> Written instruction:
Show every line of the data below that contains the word "pine", copying each such line in full.
— START —
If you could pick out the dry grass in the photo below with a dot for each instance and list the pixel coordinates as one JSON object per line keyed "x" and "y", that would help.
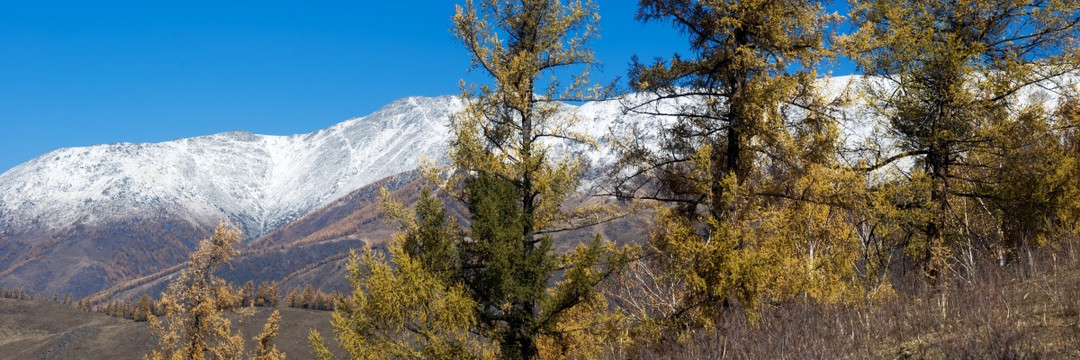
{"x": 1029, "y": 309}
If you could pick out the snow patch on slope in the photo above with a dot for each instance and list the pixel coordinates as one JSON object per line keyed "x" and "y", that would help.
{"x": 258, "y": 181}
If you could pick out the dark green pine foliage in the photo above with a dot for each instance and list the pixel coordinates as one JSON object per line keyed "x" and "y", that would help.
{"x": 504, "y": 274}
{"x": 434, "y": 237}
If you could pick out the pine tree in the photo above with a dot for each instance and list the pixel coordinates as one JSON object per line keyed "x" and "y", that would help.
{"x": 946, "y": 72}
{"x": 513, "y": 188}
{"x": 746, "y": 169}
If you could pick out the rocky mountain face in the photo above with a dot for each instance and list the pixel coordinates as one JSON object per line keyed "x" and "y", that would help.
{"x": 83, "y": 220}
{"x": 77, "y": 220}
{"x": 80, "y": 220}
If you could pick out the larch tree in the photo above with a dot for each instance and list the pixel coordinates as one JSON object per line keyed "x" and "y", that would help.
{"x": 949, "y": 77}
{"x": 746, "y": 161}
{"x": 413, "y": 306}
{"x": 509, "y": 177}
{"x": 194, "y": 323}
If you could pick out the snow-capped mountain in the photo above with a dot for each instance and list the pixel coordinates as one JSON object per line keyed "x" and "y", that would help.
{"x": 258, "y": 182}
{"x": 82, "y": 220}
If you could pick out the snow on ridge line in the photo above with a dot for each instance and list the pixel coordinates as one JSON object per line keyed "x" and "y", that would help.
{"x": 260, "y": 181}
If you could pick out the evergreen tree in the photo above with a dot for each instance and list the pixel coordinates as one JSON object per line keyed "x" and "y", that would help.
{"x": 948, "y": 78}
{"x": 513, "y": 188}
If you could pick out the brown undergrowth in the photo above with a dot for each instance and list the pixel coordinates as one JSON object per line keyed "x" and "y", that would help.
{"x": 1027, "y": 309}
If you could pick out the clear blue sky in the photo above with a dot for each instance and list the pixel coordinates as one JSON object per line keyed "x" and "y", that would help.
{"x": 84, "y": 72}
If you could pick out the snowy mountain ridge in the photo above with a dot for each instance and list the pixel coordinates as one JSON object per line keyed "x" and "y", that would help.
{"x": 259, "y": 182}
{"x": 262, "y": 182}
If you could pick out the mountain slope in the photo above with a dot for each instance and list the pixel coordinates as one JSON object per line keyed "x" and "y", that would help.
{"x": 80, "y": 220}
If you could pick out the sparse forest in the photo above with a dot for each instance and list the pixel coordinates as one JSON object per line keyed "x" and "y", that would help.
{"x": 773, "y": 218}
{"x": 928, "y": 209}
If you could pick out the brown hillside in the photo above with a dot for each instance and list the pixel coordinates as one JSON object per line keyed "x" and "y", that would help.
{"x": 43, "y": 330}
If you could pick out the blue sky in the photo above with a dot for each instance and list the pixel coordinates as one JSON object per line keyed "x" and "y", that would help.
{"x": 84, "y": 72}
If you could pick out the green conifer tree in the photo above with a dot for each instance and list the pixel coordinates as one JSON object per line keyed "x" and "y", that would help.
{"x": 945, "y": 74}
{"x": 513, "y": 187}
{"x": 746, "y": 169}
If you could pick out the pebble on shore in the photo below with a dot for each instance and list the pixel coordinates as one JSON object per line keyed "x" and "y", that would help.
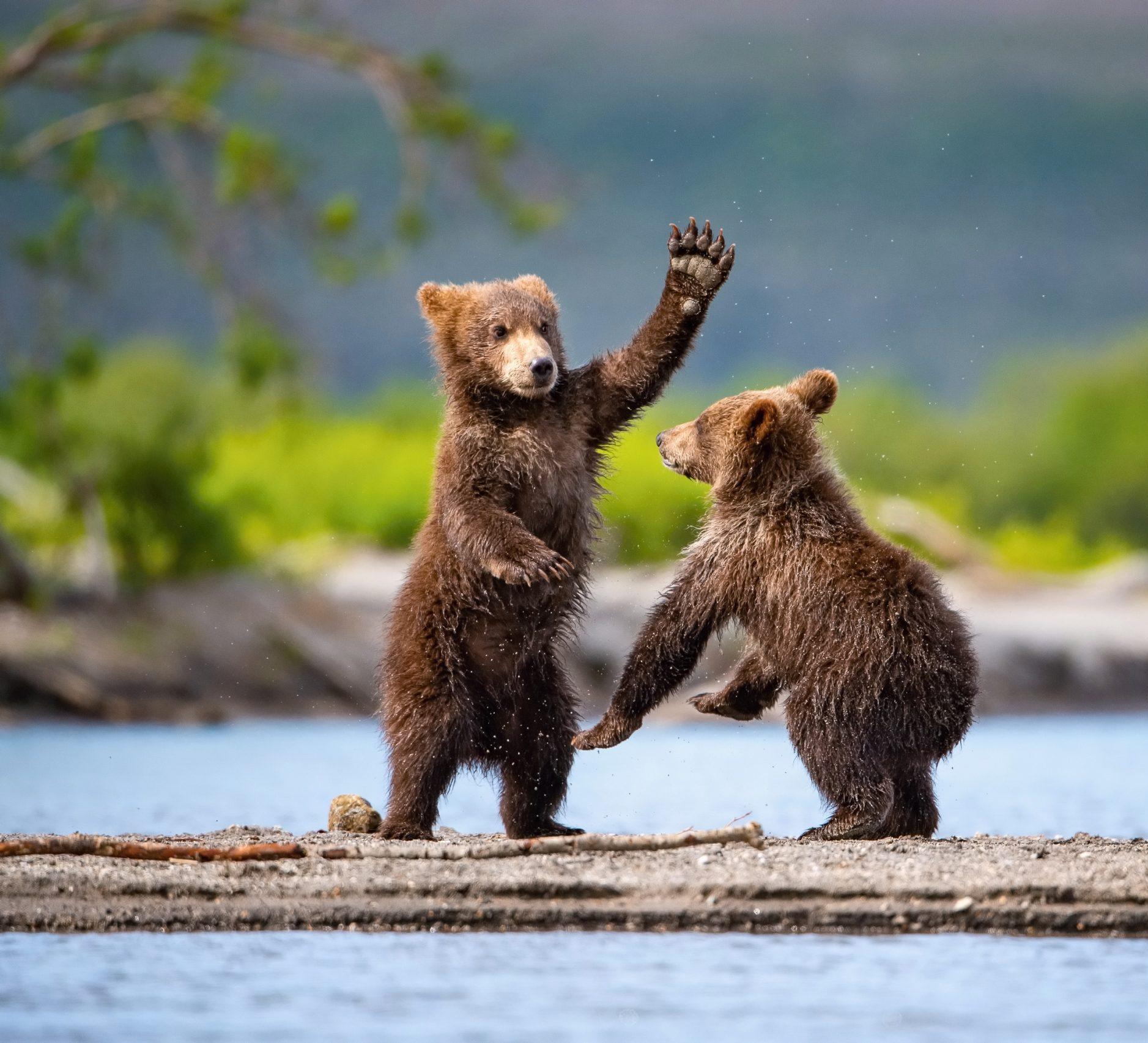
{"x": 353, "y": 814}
— END —
— START —
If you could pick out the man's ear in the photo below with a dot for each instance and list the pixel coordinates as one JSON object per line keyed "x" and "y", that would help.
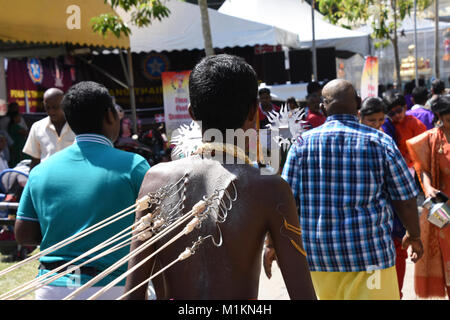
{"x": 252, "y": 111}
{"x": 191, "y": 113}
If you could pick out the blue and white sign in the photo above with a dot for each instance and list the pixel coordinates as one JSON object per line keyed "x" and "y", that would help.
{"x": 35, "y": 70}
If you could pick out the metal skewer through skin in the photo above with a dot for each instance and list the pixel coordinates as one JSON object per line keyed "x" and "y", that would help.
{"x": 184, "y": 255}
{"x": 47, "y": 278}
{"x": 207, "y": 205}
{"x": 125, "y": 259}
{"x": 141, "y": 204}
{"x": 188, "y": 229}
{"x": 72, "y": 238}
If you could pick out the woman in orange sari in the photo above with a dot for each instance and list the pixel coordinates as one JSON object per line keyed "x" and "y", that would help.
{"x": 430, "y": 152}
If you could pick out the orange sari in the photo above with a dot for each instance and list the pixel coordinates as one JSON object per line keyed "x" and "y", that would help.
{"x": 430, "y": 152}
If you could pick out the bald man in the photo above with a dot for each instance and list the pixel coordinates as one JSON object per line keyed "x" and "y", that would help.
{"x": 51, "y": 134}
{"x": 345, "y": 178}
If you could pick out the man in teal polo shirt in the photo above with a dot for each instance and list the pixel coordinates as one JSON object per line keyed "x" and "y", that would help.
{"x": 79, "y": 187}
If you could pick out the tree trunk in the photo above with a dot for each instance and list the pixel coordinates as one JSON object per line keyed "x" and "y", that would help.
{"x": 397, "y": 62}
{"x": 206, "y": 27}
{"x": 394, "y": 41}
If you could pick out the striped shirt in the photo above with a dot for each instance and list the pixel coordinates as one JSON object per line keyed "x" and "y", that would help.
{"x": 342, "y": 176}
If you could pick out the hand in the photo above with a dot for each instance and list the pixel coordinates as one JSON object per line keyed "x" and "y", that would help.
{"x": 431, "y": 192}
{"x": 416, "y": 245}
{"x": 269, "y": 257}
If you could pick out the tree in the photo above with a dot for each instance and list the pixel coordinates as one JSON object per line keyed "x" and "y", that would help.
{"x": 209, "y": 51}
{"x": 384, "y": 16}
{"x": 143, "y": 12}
— END —
> Answer in full:
If you could pick out the dark green pine foliage in the photo above with a dot for each instance and list the pixel coordinates as one JSON object per line keyed "x" and "y", that would help.
If you could pick out the pine tree in the photo above with a dot for each instance and list the pixel coordinates as one JSON object per line keyed "x" and "y", that would help.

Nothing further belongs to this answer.